■ **EXERCISE INSTRUCTIONS**
Nothing in the entries below may be altered; print them as they stand.
:: DATA
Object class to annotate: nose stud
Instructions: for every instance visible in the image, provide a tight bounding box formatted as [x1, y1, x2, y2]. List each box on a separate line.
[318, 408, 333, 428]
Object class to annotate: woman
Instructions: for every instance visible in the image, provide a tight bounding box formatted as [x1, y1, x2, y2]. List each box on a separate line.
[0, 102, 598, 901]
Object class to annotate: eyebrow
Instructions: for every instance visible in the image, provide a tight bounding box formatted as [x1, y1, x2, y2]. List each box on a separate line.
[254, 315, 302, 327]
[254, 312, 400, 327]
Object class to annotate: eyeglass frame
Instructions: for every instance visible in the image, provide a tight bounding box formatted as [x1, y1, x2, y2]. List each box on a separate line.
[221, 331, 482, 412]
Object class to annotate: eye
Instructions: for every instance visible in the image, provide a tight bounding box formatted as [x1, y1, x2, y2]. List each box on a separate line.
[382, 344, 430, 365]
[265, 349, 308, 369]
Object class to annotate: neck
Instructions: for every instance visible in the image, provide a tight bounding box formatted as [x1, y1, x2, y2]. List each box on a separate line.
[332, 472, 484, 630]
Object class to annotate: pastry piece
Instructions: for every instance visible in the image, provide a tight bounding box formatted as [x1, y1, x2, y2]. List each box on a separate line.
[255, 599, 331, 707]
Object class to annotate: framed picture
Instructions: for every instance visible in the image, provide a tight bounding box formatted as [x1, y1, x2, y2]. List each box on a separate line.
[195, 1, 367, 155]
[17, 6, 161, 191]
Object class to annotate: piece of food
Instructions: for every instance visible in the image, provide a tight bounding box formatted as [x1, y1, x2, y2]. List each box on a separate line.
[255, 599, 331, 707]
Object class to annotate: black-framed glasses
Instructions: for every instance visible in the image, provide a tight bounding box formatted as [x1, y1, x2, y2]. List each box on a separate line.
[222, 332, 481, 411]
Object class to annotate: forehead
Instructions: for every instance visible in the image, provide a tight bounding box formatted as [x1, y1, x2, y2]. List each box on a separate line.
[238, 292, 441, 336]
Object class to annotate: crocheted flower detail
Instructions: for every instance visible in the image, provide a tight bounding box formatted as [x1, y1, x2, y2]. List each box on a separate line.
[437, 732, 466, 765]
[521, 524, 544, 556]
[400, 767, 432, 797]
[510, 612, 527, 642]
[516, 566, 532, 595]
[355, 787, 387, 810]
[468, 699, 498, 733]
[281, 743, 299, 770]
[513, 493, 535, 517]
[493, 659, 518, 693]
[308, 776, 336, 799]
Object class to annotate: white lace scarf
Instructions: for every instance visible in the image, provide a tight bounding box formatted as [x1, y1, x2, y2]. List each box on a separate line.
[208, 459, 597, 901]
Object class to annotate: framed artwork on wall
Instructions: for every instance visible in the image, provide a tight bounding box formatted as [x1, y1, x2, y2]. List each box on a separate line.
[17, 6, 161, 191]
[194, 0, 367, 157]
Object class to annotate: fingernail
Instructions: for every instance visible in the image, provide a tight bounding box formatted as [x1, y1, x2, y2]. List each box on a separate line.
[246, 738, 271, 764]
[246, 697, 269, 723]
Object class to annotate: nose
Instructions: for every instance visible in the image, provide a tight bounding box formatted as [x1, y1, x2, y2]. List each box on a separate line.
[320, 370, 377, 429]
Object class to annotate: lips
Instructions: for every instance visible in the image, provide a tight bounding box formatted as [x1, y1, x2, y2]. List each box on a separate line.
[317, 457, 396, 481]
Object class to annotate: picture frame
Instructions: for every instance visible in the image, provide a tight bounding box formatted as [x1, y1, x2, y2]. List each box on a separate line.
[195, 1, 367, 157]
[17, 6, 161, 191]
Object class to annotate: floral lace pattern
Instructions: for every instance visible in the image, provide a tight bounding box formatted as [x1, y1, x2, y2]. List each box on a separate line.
::::
■ **SOLUTION FOR THIS EXERCISE**
Object class to annotate: nose stud
Instructions: for every instance visible in the image, provide a tight bounding box formatted as [x1, y1, x2, y2]. List each box on a separate line.
[318, 408, 333, 428]
Object class to annotate: woman
Instructions: for every instance visible in the image, provide a tight bounding box formatted as [x1, y1, x2, y2]. List each box on a separate line.
[0, 102, 598, 901]
Object class to annotate: eyebrow
Instructions: for every instance visible in the image, provide a tight bounding box formatted as [x1, y1, x2, y2]. List each box on a separate line.
[254, 315, 302, 327]
[254, 312, 400, 327]
Object class to annotate: eyeglass frame
Instructions: for every instance visible in the image, provide a tight bounding box formatted as [x1, y1, x2, y2]. List each box on a separate line.
[221, 331, 482, 412]
Object class to annotate: eye
Instructions: for every instance visible in the image, provide a tight bounding box formatted as [x1, y1, x2, y2]. List each box on a separate line.
[382, 344, 430, 365]
[265, 349, 308, 369]
Object class to annotate: neck
Instructions: for every instance visible in the image, provide a tight bounding box formatted as [x1, y1, x2, y2]. List each box on a separate line.
[332, 472, 484, 630]
Object class to annotate: pastry piece
Instructions: for every instance visible in the image, provide a tight bounding box formatted as [x1, y1, x2, y2]. List each box on a separate line.
[255, 599, 331, 707]
Object class to annotate: framed picture
Instructions: for every instance visible in the image, provide a tight bounding box formatted as [x1, y1, x2, y2]. List each box on a separate line.
[195, 1, 367, 155]
[17, 6, 161, 191]
Object class to annotate: piece of food
Instructions: for every instance visible in the image, provide a tight bounding box formatted as [x1, y1, x2, y2]. List each box on a separate line.
[255, 599, 331, 707]
Object class to annotate: black-framed glasses
Instructions: for every instance visible in the image, provide a tight bounding box formatted as [x1, y1, x2, y2]. List each box on a separate line.
[222, 332, 481, 411]
Object class to annotate: forehead
Instructions: for every instance visible in the image, provide a tight bounding box formatted as [x1, y1, x2, y2]. List each box on a separate line.
[238, 292, 441, 336]
Object class to annotate: crocheted flower detail
Instructions: for every instance visible in the image, provide a tight bounding box formatted as [x1, y1, x2, y2]. List each box on a separate line.
[437, 732, 466, 765]
[521, 524, 544, 556]
[400, 767, 432, 797]
[510, 612, 527, 642]
[516, 566, 532, 595]
[355, 787, 387, 810]
[468, 699, 498, 733]
[281, 743, 299, 770]
[513, 493, 535, 517]
[493, 659, 518, 693]
[308, 776, 336, 799]
Object class to annotate: white lace scarf
Instructions: for every instance visible in the image, provide a tight bounding box formatted as [x1, y1, x2, y2]. List each box on a separate line.
[208, 459, 597, 901]
Object class to annotate: framed artwork on wall
Instructions: for every instance visible in the image, provide a tight bounding box formatted as [x1, y1, x2, y2]. List each box on a separate line.
[17, 6, 161, 191]
[194, 0, 367, 157]
Object class to annotate: fingernail
Instructions: for every instance visible in the image, provide a tight bounding box formatted as [x1, y1, x2, y2]. List each box on a separate line.
[246, 738, 271, 764]
[246, 697, 269, 723]
Object class to annotate: nose
Instructions: for every instance visible in the image, provide a tight bounding box formatted as [x1, y1, x2, y2]. List each box on a separate line.
[320, 370, 377, 429]
Object class to annotate: lips
Instructions: for every instance visible in the image, provide a tight bounding box formatted as [x1, y1, x2, y2]. List each box on a separate line.
[317, 457, 396, 481]
Object class to annotate: picture frame
Instructions: for every instance visible in the image, provide a tight bounding box formatted as [x1, y1, x2, y2]. List each box on a separate line.
[195, 1, 367, 157]
[17, 6, 161, 191]
Object class to annotate: floral lace pattern
Instructions: for every instance visible in the image, provide a tight bounding box formatted as [x1, y1, x2, y2]. List each box on a separate line.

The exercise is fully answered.